◆ **DIRECTIONS FOR THIS TASK**
Write out all of the entries, matching the original exactly.

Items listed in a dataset
....................
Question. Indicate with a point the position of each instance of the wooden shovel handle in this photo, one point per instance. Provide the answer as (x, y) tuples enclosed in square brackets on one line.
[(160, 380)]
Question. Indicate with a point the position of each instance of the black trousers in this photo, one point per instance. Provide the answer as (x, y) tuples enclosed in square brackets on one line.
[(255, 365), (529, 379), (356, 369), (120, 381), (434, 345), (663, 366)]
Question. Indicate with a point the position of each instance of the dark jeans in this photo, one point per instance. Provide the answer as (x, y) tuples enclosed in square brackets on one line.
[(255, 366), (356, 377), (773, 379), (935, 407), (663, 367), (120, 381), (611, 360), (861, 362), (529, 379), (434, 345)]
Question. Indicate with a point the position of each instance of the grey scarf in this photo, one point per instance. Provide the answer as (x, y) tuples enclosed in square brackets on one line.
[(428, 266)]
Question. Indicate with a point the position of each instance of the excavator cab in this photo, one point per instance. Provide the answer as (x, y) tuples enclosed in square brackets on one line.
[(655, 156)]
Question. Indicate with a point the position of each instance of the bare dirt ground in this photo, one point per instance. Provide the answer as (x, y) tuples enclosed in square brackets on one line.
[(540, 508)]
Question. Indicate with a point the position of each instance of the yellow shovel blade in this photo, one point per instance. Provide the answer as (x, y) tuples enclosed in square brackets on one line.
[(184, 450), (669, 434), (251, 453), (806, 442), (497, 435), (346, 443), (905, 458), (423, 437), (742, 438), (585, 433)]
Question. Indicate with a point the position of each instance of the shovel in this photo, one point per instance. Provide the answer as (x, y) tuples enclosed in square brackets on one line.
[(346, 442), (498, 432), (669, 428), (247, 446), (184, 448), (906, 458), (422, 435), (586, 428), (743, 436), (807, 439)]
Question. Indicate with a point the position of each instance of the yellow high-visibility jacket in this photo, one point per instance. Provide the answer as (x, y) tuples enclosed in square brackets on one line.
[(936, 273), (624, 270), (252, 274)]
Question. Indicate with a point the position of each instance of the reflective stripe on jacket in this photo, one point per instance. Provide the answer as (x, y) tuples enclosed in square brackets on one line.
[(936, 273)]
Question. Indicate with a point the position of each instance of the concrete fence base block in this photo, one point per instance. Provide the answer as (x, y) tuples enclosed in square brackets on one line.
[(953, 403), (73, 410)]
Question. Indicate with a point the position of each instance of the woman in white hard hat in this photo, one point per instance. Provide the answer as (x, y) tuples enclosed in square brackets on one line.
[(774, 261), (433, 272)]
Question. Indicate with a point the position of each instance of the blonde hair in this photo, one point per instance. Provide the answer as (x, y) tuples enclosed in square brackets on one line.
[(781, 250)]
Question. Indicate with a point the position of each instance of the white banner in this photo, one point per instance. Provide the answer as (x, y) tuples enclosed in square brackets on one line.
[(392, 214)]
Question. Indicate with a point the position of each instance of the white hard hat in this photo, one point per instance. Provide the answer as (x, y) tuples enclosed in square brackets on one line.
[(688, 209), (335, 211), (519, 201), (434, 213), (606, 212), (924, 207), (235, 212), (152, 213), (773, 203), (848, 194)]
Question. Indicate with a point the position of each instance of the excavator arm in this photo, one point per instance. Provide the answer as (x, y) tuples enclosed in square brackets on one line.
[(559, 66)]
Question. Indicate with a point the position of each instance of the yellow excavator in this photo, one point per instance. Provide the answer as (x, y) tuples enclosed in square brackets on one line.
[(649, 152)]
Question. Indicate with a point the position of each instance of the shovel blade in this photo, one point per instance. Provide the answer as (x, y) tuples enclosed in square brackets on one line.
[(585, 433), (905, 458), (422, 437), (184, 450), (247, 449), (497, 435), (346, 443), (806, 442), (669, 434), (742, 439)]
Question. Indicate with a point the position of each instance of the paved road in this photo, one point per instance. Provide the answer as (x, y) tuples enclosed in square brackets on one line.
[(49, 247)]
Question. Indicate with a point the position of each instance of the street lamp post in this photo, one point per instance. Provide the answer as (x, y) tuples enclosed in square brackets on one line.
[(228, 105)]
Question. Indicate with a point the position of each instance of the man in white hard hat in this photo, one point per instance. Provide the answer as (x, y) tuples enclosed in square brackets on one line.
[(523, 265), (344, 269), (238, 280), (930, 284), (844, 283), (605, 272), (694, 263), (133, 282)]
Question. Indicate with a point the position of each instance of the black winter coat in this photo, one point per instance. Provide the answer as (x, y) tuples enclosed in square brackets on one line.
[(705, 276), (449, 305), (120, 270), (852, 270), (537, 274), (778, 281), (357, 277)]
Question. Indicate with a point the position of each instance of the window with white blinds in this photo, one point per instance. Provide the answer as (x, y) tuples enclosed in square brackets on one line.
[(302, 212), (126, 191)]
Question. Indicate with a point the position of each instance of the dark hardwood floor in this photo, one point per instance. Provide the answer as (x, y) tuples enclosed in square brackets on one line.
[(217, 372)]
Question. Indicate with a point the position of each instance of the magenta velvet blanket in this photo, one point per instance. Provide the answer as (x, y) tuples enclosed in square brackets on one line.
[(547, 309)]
....................
◆ **TASK OUTPUT**
Question. Indicate with a point the position of each instance of the wooden shovel handle in this photo, one point per instance. Provide the answer as (x, y) tuples enclosed in square brackets on one line.
[(160, 380)]
Question. Indicate with a point the position of each instance of the black trousers in this photo, one point per instance. Provide the answer as (x, y) tuples enclosed in square brackets on one line.
[(255, 365), (529, 379), (356, 369), (120, 381), (434, 345), (663, 366)]
Question. Indicate with a point the position of each instance of the dark jeans in this photo, one point per instance. Provide the answer as (x, y) tuples enclosed in square brackets on one line.
[(255, 366), (356, 377), (773, 379), (935, 407), (663, 367), (120, 381), (611, 360), (861, 362), (529, 379), (434, 345)]
Question. Indicate with a point the position of each instance of the grey scarf in this photo, one point per instance. Provide the answer as (x, y) tuples enclosed in square brackets on one line.
[(428, 266)]
Question. Indicate with a point the position of each instance of the excavator cab in this photo, one point per instance. Provide the answer as (x, y) tuples enclosed in square brackets on one line.
[(655, 156)]
Question. Indicate with a point the position of each instance of the bare dirt ground in this photo, one point per instance. Provide the answer as (x, y) tuples enclosed in square brackets on one line.
[(540, 508)]
Question. Indicate with a point the position of each instance of the yellow shovel blade in this photo, one point per instance. Provide the answer as (x, y) tuples enclosed in square brackets on one line.
[(184, 450), (669, 434), (251, 453), (806, 442), (497, 435), (346, 443), (905, 458), (423, 437), (742, 438), (585, 433)]
Question. Indicate with a point the position of each instance of the shovel in this photo, one point per instance. Provide the answer as (x, y) tuples enclosed in square brackets on one line.
[(346, 442), (498, 432), (669, 428), (247, 446), (184, 448), (906, 458), (422, 435), (586, 428), (743, 436), (807, 439)]
Question. Indicate with a point the position of each instance of the yellow high-visibility jacket in this photo, one point per instance. Provide the answer as (x, y) tuples enclosed in square brackets on one line.
[(936, 273), (624, 270), (252, 274)]
Question. Indicate with a point the position of each instance of the reflective stripe on jacket in this photo, one point per instance. Provide the answer as (x, y) tuples enclosed in square brackets on one line.
[(936, 273)]
Question. Indicate with a point the position of each instance of the concrete fence base block in this photo, one point per instance. Provide the answer as (x, y) tuples enclosed in square brackets on one line.
[(953, 403), (73, 410)]
Question. Indicate with a point the position of each instance of the woman in white hard hat in this photo, one point per instance. Provide the answer as (x, y) tuples enclosed in square brackets on one line.
[(774, 261), (433, 272)]
Question. Indicate with a point the position of each instance of the blonde hair in this photo, one point per instance. Provide the answer as (x, y) tuples enclosed in square brackets on one line.
[(781, 250)]
Question. Indicate with a point the position of each instance of the white banner in this photo, one point per instance. Provide the answer as (x, y) tuples enclosed in square brackets on one line.
[(392, 214)]
Question. Indicate with a point the position of each instance of the white hard hat in this photo, one point per instance. Provide the answer as (x, y) tuples enclosed in square brackets on one line.
[(688, 209), (335, 211), (519, 201), (434, 213), (606, 212), (924, 207), (235, 212), (152, 213), (773, 203), (848, 194)]
Question. Indicate with a point the position of each instance of the excavator arm in this photo, one point per instance. Provide the answer as (x, y) tuples enclosed in square brackets on one line.
[(559, 66)]
Question. Indicate with a point the position of each instance of the yellow excavator in this photo, one point per instance. Provide the answer as (x, y) tuples enclosed in square brackets on one line.
[(649, 152)]
Question. Indicate with a point the position of each instance of the shovel blade in this photo, one point per instance. Provide the answer as (x, y) tuples enclosed in square brackets on one line.
[(585, 433), (905, 458), (422, 437), (184, 450), (247, 449), (497, 435), (346, 443), (806, 442), (669, 434), (742, 439)]
Question. Indicate with a point the position of each instance of the paved road in this photo, one point per instance. Provide the answer as (x, y) tuples enclosed in square brackets on one line.
[(49, 247)]
Question. Indicate with a point the position of each instance of the street lamp post in this photo, one point per instance. Provide the answer as (x, y) tuples enclosed in square brackets on one line.
[(228, 105)]
Question. Indicate with a point the position of each instance of the man in white hard hat in this photo, one point per instance. Provide the answer as (x, y) tuples enclosed in square brackets on one line.
[(523, 265), (344, 269), (238, 280), (930, 284), (844, 283), (605, 272), (694, 263), (133, 282)]
Question. Indicate with a point the position of each instance of the black winter coat in this photo, one point per instance. Provide the answer as (x, y) tuples enclosed in square brackets on one line.
[(705, 276), (449, 305), (120, 270), (852, 270), (537, 274), (778, 281), (357, 277)]
Question. Indicate with a point the position of each instance of the window with white blinds in this photo, one point per instance. Provide the answer as (x, y) tuples enclosed in square brackets on one line.
[(302, 212), (126, 191)]
Question. Indicate with a point the position of each instance of the dark hardwood floor in this photo, one point per instance. Provide the answer as (x, y) tuples enclosed in square brackets on one line.
[(217, 372)]
Question. Indicate with a point the position of each instance of the magenta velvet blanket in this photo, one point per instance. Provide the answer as (x, y) tuples enclosed in square brackets on one line.
[(547, 309)]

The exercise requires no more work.